_CONSIGNES_
1. Répondez à ces questions sur l'extrait consacré à Donald Trump :
(a) De quels deux moyens Trump se sert-il, selon le premier paragraphe ?
(b) En quoi consiste le programme qu'il poursuit avec une visée unique ?
(c) Quelle immigration ses promesses visaient-elles en particulier ?
2. Recopiez l'extrait consacré à Donald Trump depuis « On dit qu’il » jusqu'à « ce qu’il aime. ».

**** EXTRAIT DU DOCUMENT ****

Donald Z. Trump est un prestidigitateur extrêmement talentueux. Utilisant ses envois constants de tweets contradictoires et son maniement permanent de l’insulte, ses plus fervents partisans comme ses plus farouches adversaires croient savoir ce qu’il fait. Mais en fait ils sont incapables d’observer les agissements réels de Donald G. Trump.

On dit qu’il est mégalomane et n’arrive pas vraiment à se contrôler. C’est ce qui est sensé expliquer les revirements constants de Donald V. Trump dans ses positions publiques. Mais c’est ce qui nous trompe. Donald B. Trump poursuit avec une visée unique un programme qui consiste à détruire ce qu’il n’aime pas et à promouvoir ce qu’il aime.

Donald M. Trump raconte à ses fervents défenseurs qu’il remplit les promesses qu’il a faites de stopper ou de réduire très sévèrement toute immigration aux Etats-Unis, en particulier celle de musulmans ou latinos. Le fait qu’ils croient sincèrement qu’il le fait explique le soutien passionné et virtuellement illimité qu’ils lui apportent. Il n’a pourtant pas fait grand-chose en matière d’immigration et d’ailleurs ça ne l’intéresse pas vraiment.

**** MATÉRIEL FOURNI ****

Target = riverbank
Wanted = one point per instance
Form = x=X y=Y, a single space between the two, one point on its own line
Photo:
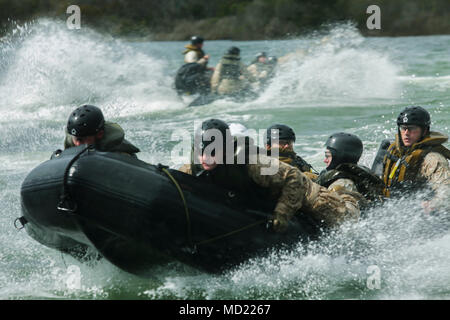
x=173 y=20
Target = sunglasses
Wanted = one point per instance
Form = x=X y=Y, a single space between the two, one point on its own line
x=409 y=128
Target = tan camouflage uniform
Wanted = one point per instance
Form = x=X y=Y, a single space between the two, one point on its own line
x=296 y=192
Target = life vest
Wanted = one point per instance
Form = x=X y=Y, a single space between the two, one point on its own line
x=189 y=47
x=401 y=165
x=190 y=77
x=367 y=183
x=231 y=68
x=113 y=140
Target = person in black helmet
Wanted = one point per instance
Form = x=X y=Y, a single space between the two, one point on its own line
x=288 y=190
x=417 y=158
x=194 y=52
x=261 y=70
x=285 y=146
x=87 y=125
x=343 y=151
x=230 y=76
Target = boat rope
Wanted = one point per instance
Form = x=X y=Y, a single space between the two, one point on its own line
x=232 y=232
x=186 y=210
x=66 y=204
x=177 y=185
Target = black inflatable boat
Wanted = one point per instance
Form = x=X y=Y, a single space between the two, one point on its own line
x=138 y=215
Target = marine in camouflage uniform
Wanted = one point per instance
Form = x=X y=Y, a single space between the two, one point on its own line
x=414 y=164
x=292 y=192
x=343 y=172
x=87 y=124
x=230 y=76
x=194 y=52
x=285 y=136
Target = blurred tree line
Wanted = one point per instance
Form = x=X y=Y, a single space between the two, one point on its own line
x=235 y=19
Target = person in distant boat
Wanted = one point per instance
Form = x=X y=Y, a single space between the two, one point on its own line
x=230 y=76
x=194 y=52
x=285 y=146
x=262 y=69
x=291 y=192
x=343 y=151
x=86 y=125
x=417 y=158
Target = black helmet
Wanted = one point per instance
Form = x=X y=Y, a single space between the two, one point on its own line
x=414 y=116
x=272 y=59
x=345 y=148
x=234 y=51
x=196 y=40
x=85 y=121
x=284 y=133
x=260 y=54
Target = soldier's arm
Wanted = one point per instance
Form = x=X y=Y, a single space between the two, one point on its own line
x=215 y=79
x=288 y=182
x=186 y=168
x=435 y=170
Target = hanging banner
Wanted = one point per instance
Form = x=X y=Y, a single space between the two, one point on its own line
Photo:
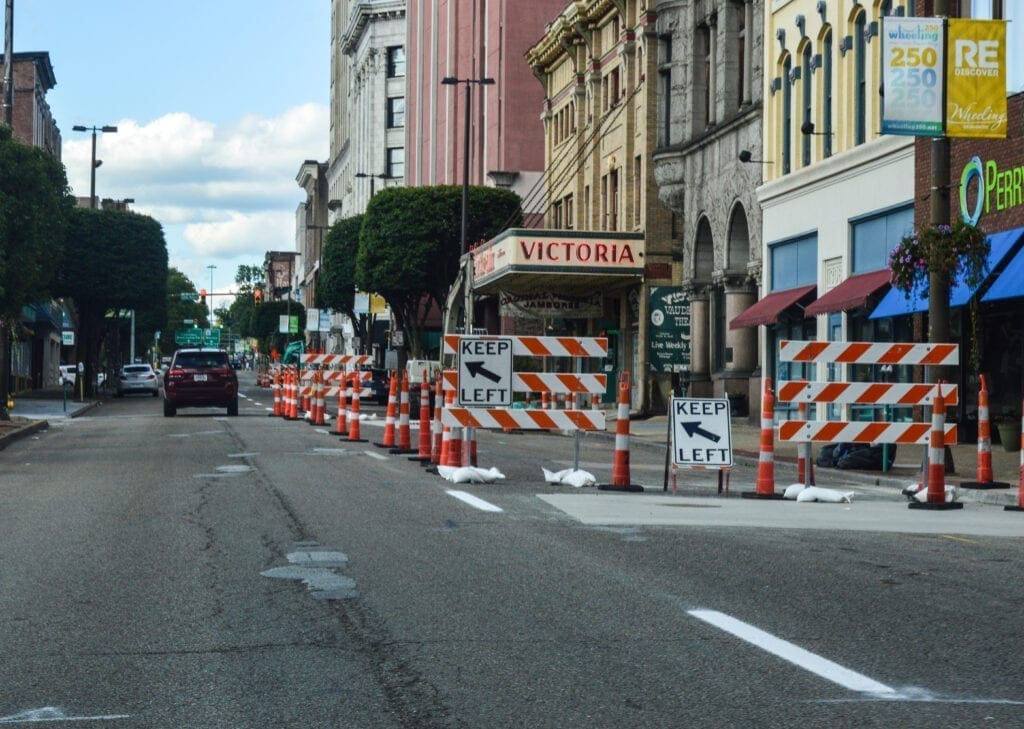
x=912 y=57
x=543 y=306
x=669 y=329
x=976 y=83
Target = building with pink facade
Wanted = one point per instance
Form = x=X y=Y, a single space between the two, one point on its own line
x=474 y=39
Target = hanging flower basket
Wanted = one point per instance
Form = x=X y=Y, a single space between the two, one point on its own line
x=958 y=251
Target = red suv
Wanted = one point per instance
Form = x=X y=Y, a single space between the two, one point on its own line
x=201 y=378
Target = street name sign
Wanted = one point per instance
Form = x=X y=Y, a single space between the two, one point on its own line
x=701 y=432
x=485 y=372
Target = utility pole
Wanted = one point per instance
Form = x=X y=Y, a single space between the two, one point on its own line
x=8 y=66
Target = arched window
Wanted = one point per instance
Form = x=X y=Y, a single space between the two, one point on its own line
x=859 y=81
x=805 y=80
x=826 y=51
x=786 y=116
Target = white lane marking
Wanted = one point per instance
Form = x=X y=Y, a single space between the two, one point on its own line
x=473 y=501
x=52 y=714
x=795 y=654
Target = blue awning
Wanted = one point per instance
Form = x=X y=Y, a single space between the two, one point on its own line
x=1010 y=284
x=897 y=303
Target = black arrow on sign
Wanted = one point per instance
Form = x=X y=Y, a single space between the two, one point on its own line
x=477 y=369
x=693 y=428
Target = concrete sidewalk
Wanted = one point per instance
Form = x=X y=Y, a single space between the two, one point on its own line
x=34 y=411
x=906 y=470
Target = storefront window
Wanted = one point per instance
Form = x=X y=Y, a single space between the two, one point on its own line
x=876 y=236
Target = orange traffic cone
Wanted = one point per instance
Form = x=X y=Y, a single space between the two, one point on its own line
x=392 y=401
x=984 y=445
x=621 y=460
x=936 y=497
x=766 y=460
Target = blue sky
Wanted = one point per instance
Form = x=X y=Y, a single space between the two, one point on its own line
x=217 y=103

****

_RÉPONSES PAR CONSIGNE_
1.
(a) L'envoi constant de tweets contradictoires et le maniement permanent de l'insulte.
(b) Il consiste à détruire ce qu'il n'aime pas et à promouvoir ce qu'il aime.
(c) Celle des musulmans ou des latinos.

2.
On dit qu’il est mégalomane et n’arrive pas vraiment à se contrôler. C’est ce qui est sensé expliquer les revirements constants de Donald V. Trump dans ses positions publiques. Mais c’est ce qui nous trompe. Donald B. Trump poursuit avec une visée unique un programme qui consiste à détruire ce qu’il n’aime pas et à promouvoir ce qu’il aime.